Uma Descoberta Surpreendente!
O uso da Cannabis para fins medicinais remonta a antiguidade, existe histórico de seu uso desde 2.700 A.C.! Porém, apenas recentemente começamos a compreender os mecanismos de ação envolvidos em seus efeitos.
Durante anos se pensou que as substâncias canabinóides encontradas na planta exerciam sua ação por interação direta com a membrana celular, somente em 1988 este postulado foi ultrapassado por Devane e col., que identificaram um receptor celular que era ativado pelo THC e seus análogos, que posteriormente foi denominado receptor canabinóide (CB1).
Após a descoberta deste receptor, foi levantada a hipótese de que não serviria apenas para agonistas exógenos e sim que teria seus próprios agonistas endógenos interagindo farmacologicamente com ele, e este mesmo grupo de pesquisadores, descobriu, em 1992, o primeiro ligante endocanabinóide, que recebeu o nome de Anandamida (AEA).
O nome anandamida provém da palavra sânscrita “ananda”, que significa felicidade extrema ou bem-aventurança, que conjugada com a natureza do seu grupo químico, uma amida, formava “anandamida”.
Posteriormente, em 1993, foi identificado o segundo receptor canabinóide, CB2 e nos anos seguintes, outros endocanabinóides foram identificados tais como o 2-araquidonilglicerol (2-AG) e a palmitoiletanolamida (PEA).
Após essas descobertas, Ryberg e col, somente em 2007, descreveram o terceiro receptor canabinóide, GPR55.
Possivelmente existam outros receptores integrantes deste sistema ainda não descobertos.
O que é o Sistema Endocanabinóide (SEC) afinal?
O Sistema Endocanabinóide (SEC) é uma rede de sinalização baseada em um grupo de substâncias endocanabinóides sintetizadas sob demanda na medida do comando de seus respectivos receptores.
O SEC compreende o conjunto dos receptores canabinóides, dos endocanabinóides endógenos (ligantes agonistas correspondentes) e dos sistemas enzimáticos catalizadores da sua síntese e degradação.
O SEC é responsável por regular várias funções e processos no organismo humano e uma delas é regular as respostas à dor e inflamação.
Até o momento, três tipos de receptores foram descritos, possuem diferenças estruturais e na sua localização, porém todos estão acoplados e realizam suas atividades através da sinalização pela proteína de membrana Gi/o
- CB1: encontrado em pequeno número no sistema nervoso periférico, no tecido conjuntivo e gônadas, porém expressa-se em grande quantidade no SNC, principalmente em áreas que processam e modulam a nocicepção, como hipocampo, córtex, amigdala, gânglios basais e cerebelo.

---

**TAREFAS OBRIGATÓRIAS**
- A) Repita sem alterações a parte do trecho entre “O uso da Cannabis” e “de Anandamida (AEA).”, inclusive.
- B) Segundo o trecho, em que áreas do SNC o receptor CB1 se expressa em grande quantidade? Liste todas.
A listagem a seguir é um material independente do trecho.

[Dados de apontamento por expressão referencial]
---

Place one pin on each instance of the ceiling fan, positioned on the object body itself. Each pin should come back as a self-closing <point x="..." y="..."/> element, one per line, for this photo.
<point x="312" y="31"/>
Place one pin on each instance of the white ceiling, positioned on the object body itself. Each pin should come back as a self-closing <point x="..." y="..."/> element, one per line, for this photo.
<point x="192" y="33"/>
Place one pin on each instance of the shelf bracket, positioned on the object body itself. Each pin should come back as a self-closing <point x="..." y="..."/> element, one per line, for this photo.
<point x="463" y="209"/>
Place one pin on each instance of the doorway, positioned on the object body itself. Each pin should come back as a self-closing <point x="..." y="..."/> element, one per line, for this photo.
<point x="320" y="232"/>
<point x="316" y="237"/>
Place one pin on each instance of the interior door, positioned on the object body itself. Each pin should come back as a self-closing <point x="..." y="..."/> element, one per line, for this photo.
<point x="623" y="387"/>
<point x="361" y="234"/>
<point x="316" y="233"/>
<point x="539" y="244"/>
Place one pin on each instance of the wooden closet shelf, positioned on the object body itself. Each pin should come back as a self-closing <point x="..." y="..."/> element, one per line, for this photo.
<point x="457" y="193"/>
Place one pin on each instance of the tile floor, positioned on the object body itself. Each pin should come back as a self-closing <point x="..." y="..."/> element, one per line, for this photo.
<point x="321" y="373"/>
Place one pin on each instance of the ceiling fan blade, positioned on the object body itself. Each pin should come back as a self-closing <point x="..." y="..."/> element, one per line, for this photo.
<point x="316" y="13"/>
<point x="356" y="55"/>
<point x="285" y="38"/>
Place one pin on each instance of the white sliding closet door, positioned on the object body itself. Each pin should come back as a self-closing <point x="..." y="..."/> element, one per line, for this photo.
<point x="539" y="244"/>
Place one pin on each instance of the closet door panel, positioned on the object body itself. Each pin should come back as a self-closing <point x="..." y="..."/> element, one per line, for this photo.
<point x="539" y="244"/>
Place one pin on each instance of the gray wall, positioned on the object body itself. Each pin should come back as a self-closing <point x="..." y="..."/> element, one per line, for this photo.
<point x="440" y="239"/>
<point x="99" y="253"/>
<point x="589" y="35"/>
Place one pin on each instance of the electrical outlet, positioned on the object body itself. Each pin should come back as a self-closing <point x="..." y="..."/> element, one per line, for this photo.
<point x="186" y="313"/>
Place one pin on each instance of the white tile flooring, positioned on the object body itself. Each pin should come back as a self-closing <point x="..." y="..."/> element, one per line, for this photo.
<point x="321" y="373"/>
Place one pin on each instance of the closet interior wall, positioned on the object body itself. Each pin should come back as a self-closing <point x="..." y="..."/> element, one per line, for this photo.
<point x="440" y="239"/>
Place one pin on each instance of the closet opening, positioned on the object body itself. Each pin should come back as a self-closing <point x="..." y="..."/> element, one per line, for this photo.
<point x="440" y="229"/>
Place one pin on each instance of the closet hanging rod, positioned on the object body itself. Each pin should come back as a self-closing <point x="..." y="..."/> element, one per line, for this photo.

---

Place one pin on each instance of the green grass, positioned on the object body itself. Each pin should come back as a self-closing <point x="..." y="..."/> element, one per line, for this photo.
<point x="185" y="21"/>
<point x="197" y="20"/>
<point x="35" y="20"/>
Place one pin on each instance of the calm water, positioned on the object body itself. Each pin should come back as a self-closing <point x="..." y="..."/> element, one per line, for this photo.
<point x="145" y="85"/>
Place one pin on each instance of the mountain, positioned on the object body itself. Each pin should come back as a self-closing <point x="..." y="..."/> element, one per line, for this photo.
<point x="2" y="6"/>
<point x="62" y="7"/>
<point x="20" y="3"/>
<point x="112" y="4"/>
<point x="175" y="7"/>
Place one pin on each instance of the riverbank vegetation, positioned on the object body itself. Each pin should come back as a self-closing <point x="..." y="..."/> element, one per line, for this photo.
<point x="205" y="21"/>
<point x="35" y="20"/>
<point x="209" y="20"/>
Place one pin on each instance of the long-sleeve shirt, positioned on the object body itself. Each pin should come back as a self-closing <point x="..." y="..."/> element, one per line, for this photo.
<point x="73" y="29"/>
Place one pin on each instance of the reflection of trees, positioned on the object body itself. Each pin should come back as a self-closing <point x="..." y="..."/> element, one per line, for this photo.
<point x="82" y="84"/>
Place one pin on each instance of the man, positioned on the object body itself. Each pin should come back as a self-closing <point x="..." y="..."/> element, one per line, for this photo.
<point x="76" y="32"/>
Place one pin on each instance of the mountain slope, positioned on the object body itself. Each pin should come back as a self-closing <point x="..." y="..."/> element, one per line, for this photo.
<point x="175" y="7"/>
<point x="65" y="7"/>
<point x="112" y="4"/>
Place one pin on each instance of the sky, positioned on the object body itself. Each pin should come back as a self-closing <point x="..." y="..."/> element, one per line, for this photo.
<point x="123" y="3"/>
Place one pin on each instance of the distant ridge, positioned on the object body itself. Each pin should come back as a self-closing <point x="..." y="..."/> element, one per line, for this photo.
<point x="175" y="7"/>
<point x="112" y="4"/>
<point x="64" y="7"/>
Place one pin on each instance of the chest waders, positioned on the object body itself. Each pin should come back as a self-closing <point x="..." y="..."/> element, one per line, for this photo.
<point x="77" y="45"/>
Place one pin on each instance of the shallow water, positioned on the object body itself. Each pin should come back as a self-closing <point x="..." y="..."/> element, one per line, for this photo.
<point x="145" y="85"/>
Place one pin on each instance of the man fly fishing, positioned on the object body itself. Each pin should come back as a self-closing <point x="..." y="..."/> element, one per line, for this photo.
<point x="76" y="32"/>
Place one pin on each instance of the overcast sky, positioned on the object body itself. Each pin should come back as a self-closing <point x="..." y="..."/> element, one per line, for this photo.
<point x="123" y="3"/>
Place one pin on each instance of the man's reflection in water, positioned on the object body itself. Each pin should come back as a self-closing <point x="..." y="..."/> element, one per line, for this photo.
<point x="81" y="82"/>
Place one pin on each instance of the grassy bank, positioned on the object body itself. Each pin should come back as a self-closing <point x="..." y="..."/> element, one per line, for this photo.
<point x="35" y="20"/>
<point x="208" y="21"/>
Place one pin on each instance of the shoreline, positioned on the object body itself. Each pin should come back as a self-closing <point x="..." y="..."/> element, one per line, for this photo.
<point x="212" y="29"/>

---

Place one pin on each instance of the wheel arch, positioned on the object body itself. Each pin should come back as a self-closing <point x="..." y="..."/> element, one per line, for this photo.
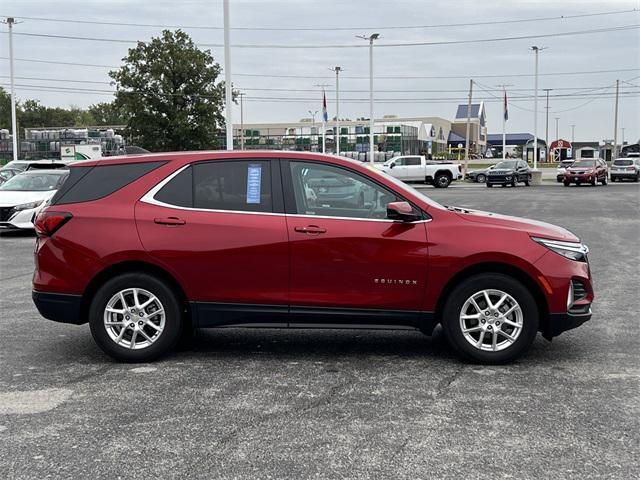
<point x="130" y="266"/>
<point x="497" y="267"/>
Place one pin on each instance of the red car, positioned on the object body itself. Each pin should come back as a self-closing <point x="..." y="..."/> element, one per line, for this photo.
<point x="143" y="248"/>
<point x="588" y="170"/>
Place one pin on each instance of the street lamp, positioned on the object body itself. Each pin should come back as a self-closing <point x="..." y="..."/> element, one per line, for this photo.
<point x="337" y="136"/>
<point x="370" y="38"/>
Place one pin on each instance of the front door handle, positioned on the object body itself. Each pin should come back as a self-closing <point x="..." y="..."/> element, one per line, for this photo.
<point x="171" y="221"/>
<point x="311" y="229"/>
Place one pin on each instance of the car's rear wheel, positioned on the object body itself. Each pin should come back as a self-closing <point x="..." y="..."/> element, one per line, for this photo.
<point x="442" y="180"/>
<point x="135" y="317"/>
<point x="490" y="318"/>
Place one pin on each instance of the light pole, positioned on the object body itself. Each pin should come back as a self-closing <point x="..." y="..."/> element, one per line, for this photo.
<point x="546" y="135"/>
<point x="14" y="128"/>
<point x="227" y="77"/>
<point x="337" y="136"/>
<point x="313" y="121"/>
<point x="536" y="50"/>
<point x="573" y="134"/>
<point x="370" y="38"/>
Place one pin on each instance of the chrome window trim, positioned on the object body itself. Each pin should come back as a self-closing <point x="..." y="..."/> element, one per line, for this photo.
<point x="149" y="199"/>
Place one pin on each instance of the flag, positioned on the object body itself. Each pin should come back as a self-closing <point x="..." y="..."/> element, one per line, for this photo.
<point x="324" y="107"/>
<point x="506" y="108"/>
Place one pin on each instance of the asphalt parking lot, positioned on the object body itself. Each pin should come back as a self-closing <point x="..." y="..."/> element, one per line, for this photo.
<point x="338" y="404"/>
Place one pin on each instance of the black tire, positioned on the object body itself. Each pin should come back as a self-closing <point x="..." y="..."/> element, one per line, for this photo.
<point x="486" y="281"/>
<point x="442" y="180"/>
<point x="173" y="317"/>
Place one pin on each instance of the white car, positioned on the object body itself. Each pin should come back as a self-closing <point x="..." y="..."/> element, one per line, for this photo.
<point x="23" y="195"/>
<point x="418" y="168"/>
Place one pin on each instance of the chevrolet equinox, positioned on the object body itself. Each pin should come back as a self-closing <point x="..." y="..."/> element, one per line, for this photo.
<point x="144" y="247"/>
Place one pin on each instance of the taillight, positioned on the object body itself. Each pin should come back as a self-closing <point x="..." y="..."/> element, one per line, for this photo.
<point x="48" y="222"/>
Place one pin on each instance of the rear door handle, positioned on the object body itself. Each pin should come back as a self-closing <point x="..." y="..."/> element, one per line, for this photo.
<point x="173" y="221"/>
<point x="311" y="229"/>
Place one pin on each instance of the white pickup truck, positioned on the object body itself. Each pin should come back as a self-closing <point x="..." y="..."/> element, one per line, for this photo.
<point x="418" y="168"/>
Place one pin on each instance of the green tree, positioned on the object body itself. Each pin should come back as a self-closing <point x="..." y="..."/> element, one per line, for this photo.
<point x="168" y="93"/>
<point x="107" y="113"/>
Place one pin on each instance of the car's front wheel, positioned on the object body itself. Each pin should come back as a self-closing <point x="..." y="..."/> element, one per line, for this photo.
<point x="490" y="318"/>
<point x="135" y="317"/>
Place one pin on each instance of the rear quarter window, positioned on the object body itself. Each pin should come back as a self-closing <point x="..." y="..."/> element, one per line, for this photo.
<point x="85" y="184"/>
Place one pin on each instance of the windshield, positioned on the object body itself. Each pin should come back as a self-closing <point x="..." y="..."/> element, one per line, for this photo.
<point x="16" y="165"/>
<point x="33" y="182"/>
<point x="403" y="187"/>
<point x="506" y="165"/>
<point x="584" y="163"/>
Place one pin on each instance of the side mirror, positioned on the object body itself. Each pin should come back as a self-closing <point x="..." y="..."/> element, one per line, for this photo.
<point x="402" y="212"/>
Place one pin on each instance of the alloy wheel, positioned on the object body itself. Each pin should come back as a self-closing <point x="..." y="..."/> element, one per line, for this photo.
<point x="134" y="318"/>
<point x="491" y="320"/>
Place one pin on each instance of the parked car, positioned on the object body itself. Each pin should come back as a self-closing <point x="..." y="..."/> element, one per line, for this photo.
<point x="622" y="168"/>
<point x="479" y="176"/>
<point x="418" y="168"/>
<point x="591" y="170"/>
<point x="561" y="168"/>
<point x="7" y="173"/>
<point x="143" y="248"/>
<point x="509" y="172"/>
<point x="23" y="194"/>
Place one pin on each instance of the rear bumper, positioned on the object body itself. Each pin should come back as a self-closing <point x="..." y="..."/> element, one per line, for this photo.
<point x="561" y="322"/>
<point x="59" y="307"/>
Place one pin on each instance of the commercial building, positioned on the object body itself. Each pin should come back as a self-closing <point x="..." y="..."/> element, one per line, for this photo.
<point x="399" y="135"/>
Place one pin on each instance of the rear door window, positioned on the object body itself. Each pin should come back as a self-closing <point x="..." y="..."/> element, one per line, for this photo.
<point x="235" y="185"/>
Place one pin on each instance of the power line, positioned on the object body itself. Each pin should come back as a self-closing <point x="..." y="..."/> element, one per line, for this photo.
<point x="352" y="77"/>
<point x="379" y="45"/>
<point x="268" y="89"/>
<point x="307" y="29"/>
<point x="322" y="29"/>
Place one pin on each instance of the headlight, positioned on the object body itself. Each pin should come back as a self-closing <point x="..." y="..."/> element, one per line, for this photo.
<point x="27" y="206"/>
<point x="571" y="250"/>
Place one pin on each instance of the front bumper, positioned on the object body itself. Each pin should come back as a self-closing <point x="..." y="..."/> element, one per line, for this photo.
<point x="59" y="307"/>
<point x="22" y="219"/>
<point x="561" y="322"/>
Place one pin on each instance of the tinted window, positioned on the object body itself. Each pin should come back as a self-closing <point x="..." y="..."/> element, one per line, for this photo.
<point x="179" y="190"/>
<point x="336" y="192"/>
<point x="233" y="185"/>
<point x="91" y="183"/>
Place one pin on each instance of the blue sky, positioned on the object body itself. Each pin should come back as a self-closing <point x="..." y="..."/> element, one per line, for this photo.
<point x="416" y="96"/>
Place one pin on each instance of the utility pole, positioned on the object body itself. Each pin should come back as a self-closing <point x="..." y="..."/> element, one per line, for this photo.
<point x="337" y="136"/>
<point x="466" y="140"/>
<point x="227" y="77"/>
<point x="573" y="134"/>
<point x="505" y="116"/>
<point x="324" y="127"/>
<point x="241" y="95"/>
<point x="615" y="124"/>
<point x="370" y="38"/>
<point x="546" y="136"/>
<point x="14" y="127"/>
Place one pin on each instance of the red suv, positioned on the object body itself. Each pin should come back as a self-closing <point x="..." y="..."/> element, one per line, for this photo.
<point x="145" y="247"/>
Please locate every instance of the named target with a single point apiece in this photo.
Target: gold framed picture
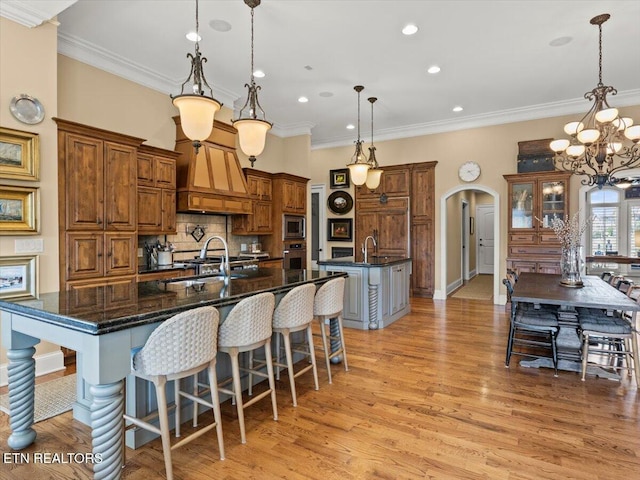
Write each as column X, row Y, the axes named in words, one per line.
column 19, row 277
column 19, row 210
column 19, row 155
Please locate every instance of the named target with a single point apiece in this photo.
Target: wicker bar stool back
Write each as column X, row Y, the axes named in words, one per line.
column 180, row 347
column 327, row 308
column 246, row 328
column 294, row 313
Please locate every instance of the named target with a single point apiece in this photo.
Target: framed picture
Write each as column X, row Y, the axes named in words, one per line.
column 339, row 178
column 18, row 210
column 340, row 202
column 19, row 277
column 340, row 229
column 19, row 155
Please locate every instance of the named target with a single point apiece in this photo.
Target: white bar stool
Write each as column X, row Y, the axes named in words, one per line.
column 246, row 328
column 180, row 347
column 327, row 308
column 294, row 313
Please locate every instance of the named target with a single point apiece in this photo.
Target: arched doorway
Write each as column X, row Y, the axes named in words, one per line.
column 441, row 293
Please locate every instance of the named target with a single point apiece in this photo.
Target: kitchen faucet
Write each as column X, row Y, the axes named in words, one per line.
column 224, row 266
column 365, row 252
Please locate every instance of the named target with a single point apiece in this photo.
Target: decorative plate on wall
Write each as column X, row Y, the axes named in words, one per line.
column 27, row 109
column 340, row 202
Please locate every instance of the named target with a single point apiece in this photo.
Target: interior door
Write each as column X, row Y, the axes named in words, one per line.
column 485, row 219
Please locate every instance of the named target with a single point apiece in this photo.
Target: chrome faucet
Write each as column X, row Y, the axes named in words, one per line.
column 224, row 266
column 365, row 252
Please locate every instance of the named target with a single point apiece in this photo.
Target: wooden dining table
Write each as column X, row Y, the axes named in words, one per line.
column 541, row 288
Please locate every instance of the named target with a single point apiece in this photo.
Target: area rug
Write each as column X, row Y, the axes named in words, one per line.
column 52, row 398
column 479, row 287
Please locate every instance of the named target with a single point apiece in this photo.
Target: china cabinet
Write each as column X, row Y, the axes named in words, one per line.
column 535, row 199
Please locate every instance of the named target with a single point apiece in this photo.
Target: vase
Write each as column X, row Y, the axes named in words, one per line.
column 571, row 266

---

**RESPOSTAS POR TAREFA**
- A)
O uso da Cannabis para fins medicinais remonta a antiguidade, existe histórico de seu uso desde 2.700 A.C.! Porém, apenas recentemente começamos a compreender os mecanismos de ação envolvidos em seus efeitos.
Durante anos se pensou que as substâncias canabinóides encontradas na planta exerciam sua ação por interação direta com a membrana celular, somente em 1988 este postulado foi ultrapassado por Devane e col., que identificaram um receptor celular que era ativado pelo THC e seus análogos, que posteriormente foi denominado receptor canabinóide (CB1).
Após a descoberta deste receptor, foi levantada a hipótese de que não serviria apenas para agonistas exógenos e sim que teria seus próprios agonistas endógenos interagindo farmacologicamente com ele, e este mesmo grupo de pesquisadores, descobriu, em 1992, o primeiro ligante endocanabinóide, que recebeu o nome de Anandamida (AEA).

- B) Hipocampo, córtex, amigdala, gânglios basais e cerebelo.